Top of Text block
Re: magetab2magerdf from Jim McCusker on 2010-01-06 (public-semweb-lifesci@w3.org from January 2010)

From: Jim McCusker <james.mccusker@yale.edu>
Date: Tue, 5 Jan 2010 19:22:50 -0500
To: Michael Miller <mmiller@teranode.com>
Cc: mdmiller <mdmiller53@comcast.net>, w3c semweb HCLS <public-semweb-lifesci@w3.org>
Message-ID: <68084f3e1001051622i6eb960c1s66c6c59fb6d32cf4@mail.gmail.com>
I understand how the file format works, but I'm unclear how to resolve it in
the limpopo data structure.

Thanks,
Jim

On Tue, Jan 5, 2010 at 6:53 PM, Michael Miller <mmiller@teranode.com> wrote:

>  hi jim,
>
>
>
> from section 2.2.3, figure 6 (i hope the figure comes out, otherwise
> reference the MAGE-TAB specification [1] directly):
>
>
>
> *2.2.3 Example: Iterated Design dual channel*
>
> This is shown in Figure 6.
>
> (a) Investigation design graph
>
>
>
> (b) SDRF representation
>
> Figure 6: Iterated design, dual channel. LabeledExtract-Dye associations
> can be added as a separate “Label”
Bottom of Text block
Top of Given data
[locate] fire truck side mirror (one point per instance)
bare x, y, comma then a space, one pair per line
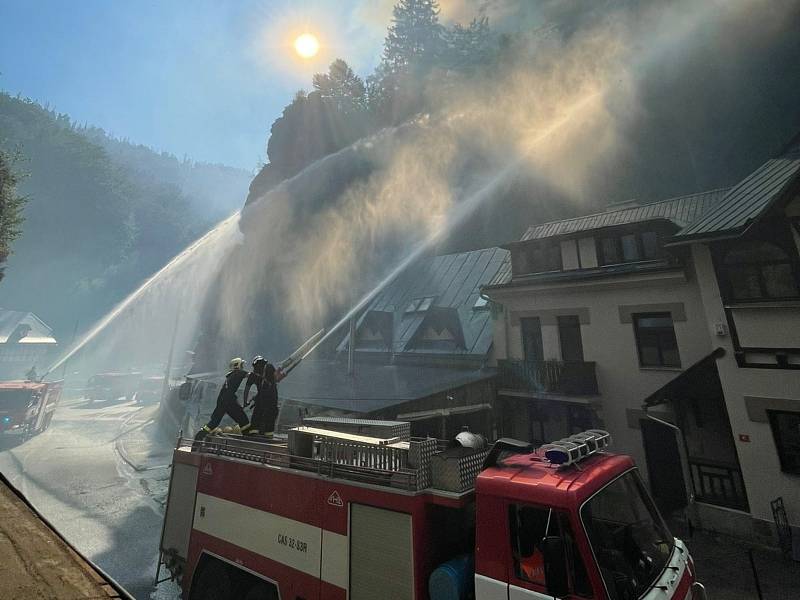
555, 566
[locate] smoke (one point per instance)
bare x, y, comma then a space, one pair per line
565, 102
585, 104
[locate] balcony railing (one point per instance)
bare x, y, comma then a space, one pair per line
718, 483
574, 378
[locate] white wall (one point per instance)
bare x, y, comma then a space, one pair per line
763, 478
610, 342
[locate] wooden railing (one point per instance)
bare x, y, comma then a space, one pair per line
718, 483
550, 376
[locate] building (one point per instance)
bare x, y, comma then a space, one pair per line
420, 353
676, 326
595, 314
25, 342
746, 252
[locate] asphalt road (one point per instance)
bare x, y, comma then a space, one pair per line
107, 507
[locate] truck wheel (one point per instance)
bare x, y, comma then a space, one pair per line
212, 583
262, 591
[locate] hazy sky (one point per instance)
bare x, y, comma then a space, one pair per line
204, 78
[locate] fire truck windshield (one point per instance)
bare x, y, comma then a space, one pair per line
14, 399
630, 541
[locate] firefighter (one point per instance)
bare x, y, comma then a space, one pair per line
226, 401
265, 403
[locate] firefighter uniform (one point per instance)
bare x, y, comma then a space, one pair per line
227, 403
265, 402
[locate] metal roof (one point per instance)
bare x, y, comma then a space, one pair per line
372, 386
748, 200
682, 211
453, 281
37, 331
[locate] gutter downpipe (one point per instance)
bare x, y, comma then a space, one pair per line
351, 347
684, 466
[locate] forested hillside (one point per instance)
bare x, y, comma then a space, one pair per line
101, 215
212, 190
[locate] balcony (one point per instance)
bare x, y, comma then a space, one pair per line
571, 378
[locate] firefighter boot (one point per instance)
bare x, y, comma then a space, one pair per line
200, 435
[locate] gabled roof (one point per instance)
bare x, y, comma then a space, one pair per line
372, 386
746, 202
682, 211
35, 330
453, 281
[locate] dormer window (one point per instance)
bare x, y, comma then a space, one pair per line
537, 258
419, 304
629, 247
759, 270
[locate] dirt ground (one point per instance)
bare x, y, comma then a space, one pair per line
36, 562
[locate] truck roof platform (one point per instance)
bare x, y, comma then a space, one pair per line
38, 562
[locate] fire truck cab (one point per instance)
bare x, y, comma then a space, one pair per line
27, 407
357, 509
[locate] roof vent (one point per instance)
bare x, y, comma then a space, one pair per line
632, 203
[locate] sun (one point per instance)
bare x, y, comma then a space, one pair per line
307, 45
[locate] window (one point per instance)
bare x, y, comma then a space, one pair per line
655, 340
786, 431
537, 258
650, 249
609, 252
532, 339
419, 304
569, 331
629, 539
529, 525
759, 270
631, 247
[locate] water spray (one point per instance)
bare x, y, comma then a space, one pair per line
462, 210
120, 308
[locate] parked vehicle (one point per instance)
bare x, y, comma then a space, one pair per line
337, 513
149, 390
27, 407
112, 386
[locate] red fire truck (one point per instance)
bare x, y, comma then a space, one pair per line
357, 509
27, 407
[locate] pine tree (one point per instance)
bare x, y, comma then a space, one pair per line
414, 40
342, 86
10, 207
468, 47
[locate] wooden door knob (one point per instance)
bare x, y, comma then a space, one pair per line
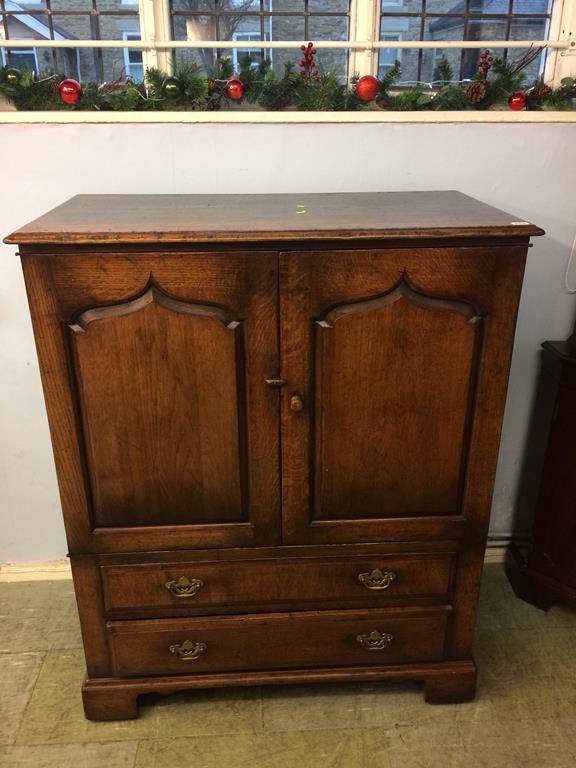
296, 403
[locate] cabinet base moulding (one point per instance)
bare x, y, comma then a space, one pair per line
117, 698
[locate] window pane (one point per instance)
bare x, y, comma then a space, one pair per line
72, 5
532, 6
75, 19
330, 28
402, 6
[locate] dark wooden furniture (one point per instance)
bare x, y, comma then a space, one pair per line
548, 575
275, 423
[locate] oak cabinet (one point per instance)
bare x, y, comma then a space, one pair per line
275, 434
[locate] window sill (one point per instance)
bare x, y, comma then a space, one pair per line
500, 116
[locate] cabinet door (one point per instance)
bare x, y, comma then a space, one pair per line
165, 432
396, 364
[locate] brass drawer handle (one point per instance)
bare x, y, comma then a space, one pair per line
188, 650
377, 579
296, 403
375, 641
184, 587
Bottom of Given data
Task requirements:
1. Return everything in the mailing-list message about magetab2magerdf from "On Tue, Jan" down to "in Figure 6.", copied word for word.
2. Answer these questions about the mailing-list message about magetab2magerdf:
(a) Who is the sender of the message?
(b) Which section number does Michael Miller quote from?
(c) What date and time does the message header give?
3. Write what comes next in the mailing-list message about magetab2magerdf, continuing after its last line.

Answers provided:
1.
On Tue, Jan 5, 2010 at 6:53 PM, Michael Miller <mmiller@teranode.com> wrote:

>  hi jim,
>
>
>
> from section 2.2.3, figure 6 (i hope the figure comes out, otherwise
> reference the MAGE-TAB specification [1] directly):
>
>
>
> *2.2.3 Example: Iterated Design dual channel*
>
> This is shown in Figure 6.

2.
(a) Jim McCusker
(b) Section 2.2.3
(c) Tue, 5 Jan 2010 19:22:50 -0500

3.
>
>
>
> Note that each source is repeated twice on a separate line so there is no
> ambiguity as to the different processing.  i highly recommend reading the
> spec, tim rayner did a great job of describing how different DAGs are
> represented by a spreadsheet.  also, you'll need to take into account that
> there can be multiple Protocol REF columns between each set of Name nodes.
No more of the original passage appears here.